Copy out every one of the rows below word for word, leaving out the pictures.

(Gathered data)
## begin
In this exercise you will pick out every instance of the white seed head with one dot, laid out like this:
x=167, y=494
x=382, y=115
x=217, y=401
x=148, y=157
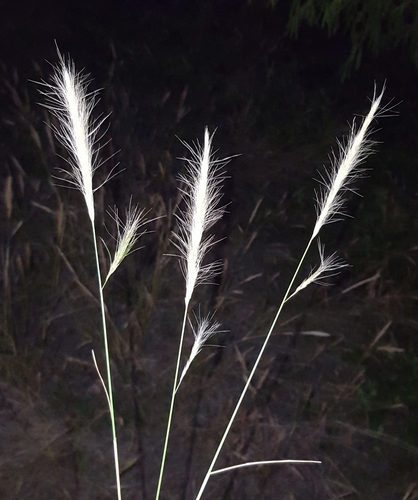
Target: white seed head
x=202, y=194
x=337, y=180
x=67, y=99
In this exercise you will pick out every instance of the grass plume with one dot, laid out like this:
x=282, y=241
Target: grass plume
x=68, y=99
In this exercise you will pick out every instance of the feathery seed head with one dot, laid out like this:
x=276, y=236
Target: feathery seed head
x=204, y=330
x=337, y=181
x=201, y=194
x=68, y=100
x=127, y=235
x=328, y=267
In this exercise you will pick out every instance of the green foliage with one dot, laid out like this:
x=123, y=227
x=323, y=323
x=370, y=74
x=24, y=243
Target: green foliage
x=373, y=24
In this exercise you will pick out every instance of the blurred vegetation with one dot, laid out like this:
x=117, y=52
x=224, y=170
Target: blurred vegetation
x=338, y=381
x=375, y=25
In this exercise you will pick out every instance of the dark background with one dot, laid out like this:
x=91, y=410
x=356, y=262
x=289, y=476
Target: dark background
x=338, y=381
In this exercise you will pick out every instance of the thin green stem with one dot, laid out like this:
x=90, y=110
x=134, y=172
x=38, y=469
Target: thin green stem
x=251, y=375
x=108, y=371
x=173, y=398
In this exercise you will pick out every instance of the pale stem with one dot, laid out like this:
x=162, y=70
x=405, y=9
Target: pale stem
x=173, y=398
x=108, y=371
x=251, y=375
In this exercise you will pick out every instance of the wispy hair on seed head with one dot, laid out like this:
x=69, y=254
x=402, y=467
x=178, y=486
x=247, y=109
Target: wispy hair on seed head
x=69, y=101
x=201, y=194
x=344, y=170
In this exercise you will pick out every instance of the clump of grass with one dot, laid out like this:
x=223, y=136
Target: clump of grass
x=68, y=99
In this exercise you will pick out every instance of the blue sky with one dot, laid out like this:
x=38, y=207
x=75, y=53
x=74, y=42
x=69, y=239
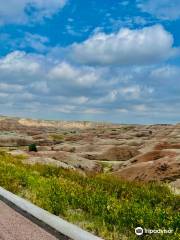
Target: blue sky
x=100, y=60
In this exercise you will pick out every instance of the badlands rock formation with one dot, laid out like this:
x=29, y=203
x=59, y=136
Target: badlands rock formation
x=133, y=152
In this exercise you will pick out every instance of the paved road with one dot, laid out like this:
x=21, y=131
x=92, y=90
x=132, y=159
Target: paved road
x=14, y=226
## end
## [RESPONSE TO THE EXERCISE]
In this exercise you will pick out every instance of the white seed head with one dot, laid out like this:
x=167, y=494
x=382, y=115
x=217, y=401
x=148, y=157
Target: white seed head
x=202, y=194
x=337, y=180
x=67, y=99
In this exercise you will pick out every instance of the grass plume with one dot, laid out like this:
x=282, y=241
Target: grass plume
x=68, y=99
In this exercise you will pick out every instance of the feathery seed head with one dot, laid out like this:
x=276, y=236
Target: feathery seed head
x=204, y=330
x=337, y=181
x=201, y=194
x=68, y=100
x=127, y=235
x=328, y=267
In this exercise you will pick out every instance of the green foliage with one dot, laid out like this:
x=123, y=227
x=323, y=323
x=370, y=74
x=24, y=243
Target: green foliage
x=373, y=24
In this exercise you will pick out every instance of the blurred vegetation with one dot, laid out like this:
x=117, y=52
x=224, y=170
Target: blurred vegetation
x=338, y=381
x=375, y=25
In this exercise you will pick out every instance of the dark background with one dot, laid out like this:
x=91, y=410
x=356, y=262
x=289, y=476
Target: dark background
x=338, y=381
In this exercise you will pick out every instance of the thin green stem with one dot, laid out like this:
x=90, y=110
x=134, y=172
x=38, y=469
Target: thin green stem
x=251, y=375
x=108, y=371
x=173, y=398
In this exercise you will pick out every instance of the pale stem with one dot, laid out like this:
x=162, y=70
x=405, y=9
Target: pale stem
x=173, y=398
x=108, y=371
x=251, y=375
In this exercise you will pick out every instance of the wispy hair on seed head with one dot, laid out like this:
x=69, y=254
x=402, y=467
x=178, y=486
x=247, y=109
Target: wispy hair on seed head
x=69, y=101
x=201, y=194
x=344, y=170
In this exercise you will pick out every instance of the clump of grass with one dot, laid out like this:
x=223, y=136
Target: clump of grass
x=68, y=99
In this exercise you will pick out every instance of the blue sky with one dot, laid out like this:
x=38, y=207
x=75, y=53
x=74, y=42
x=69, y=239
Target: blue sky
x=100, y=60
In this exercise you will pick out every instance of the badlands rock formation with one dot, laid out like this:
x=29, y=203
x=59, y=136
Target: badlands rock formation
x=133, y=152
In this exercise you will pick out every instance of the paved road with one dot, laid out like this:
x=21, y=131
x=92, y=90
x=132, y=159
Target: paved road
x=14, y=226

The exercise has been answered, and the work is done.